> _Task brief_:
Retype all of the data below line for line, with no changes.

▽

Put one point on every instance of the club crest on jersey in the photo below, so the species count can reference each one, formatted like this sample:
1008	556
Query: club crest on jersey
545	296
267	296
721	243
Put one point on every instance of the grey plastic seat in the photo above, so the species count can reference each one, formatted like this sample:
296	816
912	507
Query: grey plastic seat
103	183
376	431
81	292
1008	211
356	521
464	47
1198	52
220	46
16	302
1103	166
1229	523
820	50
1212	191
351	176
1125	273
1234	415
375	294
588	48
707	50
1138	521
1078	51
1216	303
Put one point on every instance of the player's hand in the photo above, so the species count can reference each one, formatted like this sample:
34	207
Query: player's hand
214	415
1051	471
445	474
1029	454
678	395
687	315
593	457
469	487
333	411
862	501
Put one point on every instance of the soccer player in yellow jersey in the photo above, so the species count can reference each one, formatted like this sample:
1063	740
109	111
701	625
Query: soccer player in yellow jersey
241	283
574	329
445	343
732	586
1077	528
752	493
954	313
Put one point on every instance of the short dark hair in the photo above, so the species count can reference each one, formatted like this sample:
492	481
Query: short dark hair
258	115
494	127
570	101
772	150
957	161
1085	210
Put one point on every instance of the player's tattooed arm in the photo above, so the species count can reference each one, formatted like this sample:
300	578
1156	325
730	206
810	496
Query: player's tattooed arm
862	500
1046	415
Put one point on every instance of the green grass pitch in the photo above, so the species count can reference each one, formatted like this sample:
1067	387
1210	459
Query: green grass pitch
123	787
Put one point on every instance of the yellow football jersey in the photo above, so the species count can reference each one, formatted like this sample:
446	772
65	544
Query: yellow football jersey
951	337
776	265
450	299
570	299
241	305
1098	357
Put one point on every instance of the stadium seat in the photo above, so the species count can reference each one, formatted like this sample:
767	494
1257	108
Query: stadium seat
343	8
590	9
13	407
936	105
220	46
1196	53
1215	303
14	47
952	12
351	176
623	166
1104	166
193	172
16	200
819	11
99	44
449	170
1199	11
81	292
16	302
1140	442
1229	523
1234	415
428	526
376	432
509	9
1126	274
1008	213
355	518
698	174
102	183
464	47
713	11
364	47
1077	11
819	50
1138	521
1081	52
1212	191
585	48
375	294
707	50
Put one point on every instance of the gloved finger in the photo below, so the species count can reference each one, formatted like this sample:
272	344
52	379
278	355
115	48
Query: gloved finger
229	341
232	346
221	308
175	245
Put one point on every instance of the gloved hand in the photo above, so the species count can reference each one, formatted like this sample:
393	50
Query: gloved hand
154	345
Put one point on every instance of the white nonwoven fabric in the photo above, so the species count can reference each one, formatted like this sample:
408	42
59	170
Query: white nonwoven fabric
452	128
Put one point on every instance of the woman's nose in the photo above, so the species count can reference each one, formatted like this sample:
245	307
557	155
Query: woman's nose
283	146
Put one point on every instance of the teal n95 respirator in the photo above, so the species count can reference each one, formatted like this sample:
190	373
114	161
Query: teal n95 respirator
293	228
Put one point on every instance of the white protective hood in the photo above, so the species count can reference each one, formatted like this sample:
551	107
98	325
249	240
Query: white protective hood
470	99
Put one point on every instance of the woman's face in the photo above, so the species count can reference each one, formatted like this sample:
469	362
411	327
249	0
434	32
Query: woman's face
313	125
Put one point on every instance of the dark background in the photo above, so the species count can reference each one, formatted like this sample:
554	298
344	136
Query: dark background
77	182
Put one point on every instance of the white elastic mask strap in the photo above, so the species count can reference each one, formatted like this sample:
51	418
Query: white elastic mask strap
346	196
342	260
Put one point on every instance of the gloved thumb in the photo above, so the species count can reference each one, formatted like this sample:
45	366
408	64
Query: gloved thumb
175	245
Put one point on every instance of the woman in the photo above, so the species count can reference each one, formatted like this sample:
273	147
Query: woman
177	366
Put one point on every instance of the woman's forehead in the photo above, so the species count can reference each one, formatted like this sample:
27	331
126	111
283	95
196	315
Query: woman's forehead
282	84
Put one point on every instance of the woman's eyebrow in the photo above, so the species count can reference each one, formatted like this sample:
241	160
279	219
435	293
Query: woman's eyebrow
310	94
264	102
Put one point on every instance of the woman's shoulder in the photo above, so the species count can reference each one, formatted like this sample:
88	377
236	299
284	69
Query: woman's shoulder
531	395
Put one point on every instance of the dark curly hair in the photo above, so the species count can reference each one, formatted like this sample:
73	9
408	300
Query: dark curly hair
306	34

△

> _Solution to the problem_:
Put one point on every instance of the club crest on jersey in the photo below, so the species count can reference each one, formatted like this sample:
1008	556
Query: club crest on jersey
545	296
267	296
721	243
Put one point on every instance of the grey plastic seat in the photo above, so the species count can reference each one, formatted like this sample:
296	816
912	507
Query: grey plastic seat
103	183
376	431
81	292
1008	211
356	521
464	47
1198	52
220	46
16	302
1103	166
1229	523
820	50
1212	191
351	176
1125	273
1234	415
375	294
588	48
707	50
1138	521
1078	51
1216	303
Put one point on every instance of the player's hand in the photo above, so the species count can reference each one, formatted like this sample:
34	207
Query: player's hand
214	415
1051	471
445	474
1029	454
678	395
687	315
593	457
469	487
333	411
862	501
Put one point on every instance of the soccer player in yellow jersey in the photo above, so the species count can reference each one, formatted like this sample:
1063	740
109	111
701	625
Query: soccer player in yellow jersey
241	283
574	329
445	343
732	586
1077	528
752	493
954	313
Put one point on every instance of the short dark hair in the photo above, so the species count can reference each one, formatted like this sample:
492	481
Query: short dark hair
258	115
494	127
570	101
772	150
957	161
1085	210
Put one point on every instance of the player's tattooed arm in the photo above, so the species count can reference each one, formatted like this sample:
300	578
1156	325
730	206
810	496
Query: player's tattooed arm
862	500
1046	415
Put one point on every instance of the green grass pitch in the photo above, so the species count can reference each one, formatted like this sample:
1067	387
1210	459
Query: green grass pitch
123	787
Put one point on every instance of the yellow football jersey in the photo above, so the species count can reference each one, formatted like this sample:
446	772
65	544
Query: yellow football jersey
951	337
776	265
450	299
570	299
241	305
1098	357
Put one point on every instance of the stadium seat in the photo above, so the species count can reference each one, formatted like this sample:
767	494
1257	108
Query: stadium seat
343	8
590	9
13	407
936	105
220	46
1196	53
1215	303
14	47
952	12
351	176
623	166
1104	166
193	172
16	200
819	11
99	44
449	170
1199	11
81	292
16	302
1140	442
1229	523
1234	415
428	526
376	432
509	9
1126	274
1008	213
355	518
698	174
102	183
464	47
713	11
364	47
1077	11
819	50
1138	521
1081	52
1212	191
585	48
375	294
707	50
Put one point on every instance of the gloved finger in the photo below, so the species count can reference each one, formatted like this sample:
272	344
52	379
278	355
115	48
Query: gloved finger
229	341
232	346
221	308
175	245
Put one point on every instance of the gloved hand in the photo above, so the species count can reference each one, formatted like this sample:
393	50
Query: gloved hand
154	345
Put one point on every instance of the white nonwoven fabric in the photo above, so the species count can reference each one, formatted like this sample:
408	42
59	170
Query: white nonwoven fabric
452	128
Put one point on every instance of the woman's nose in the photo above, so the species count can reference each one, formatted like this sample:
245	307
557	155
Query: woman's nose
283	146
Put one point on every instance of the teal n95 respirator in the photo above, so the species count can reference each one, formatted like this sample:
190	373
114	161
Query: teal n95 respirator
293	228
Put one point on every instance of the white protective hood in the photo above, so the species count can reference each one, formatted like this sample:
551	107
98	325
249	240
Query: white protective hood
470	99
Put one point on every instance of the woman's face in the photo above, so the species count can reference each one, formatted like this sample:
469	362
411	327
249	0
434	32
Query: woman's face
313	125
Put one point on every instance of the dark background in the photo above, so the species count can reference each one, formatted like this sample:
554	298
344	136
Query: dark background
77	182
Put one point on every instance of the white elastic mask strap in the photo above, so the species count can reference each one, formatted like this sample:
51	418
Query: white elastic mask strap
346	196
342	260
Put one point on every instance of the gloved thumb in the photo above, so the species count can reference each one, formatted like this sample:
45	366
408	64
Query: gloved thumb
175	245
Put one point on every instance of the woman in the photo above, so the species count can reference each one, formatted like this sample:
273	147
Query: woman
177	366
Put one point on every instance of the woman's forehead in the photo above, so the species count can reference each one, formatted like this sample:
27	331
126	111
283	95
196	315
Query: woman's forehead
282	84
Put one point on every instance of the woman's eyebrow in the photo above, so the species count can reference each one, formatted like this sample:
241	160
279	219
435	293
Query: woman's eyebrow
310	94
264	102
Put one point on every instance of the woman's shoulder in the photo above, so the species count can reference each one, formatted like this sample:
88	377
236	299
284	69
Query: woman's shoulder
531	395
Put one point on every instance of the dark curly hair in the photo above, so the species count can reference each one, formatted like this sample:
73	9
408	300
Query: dark curly hair
306	34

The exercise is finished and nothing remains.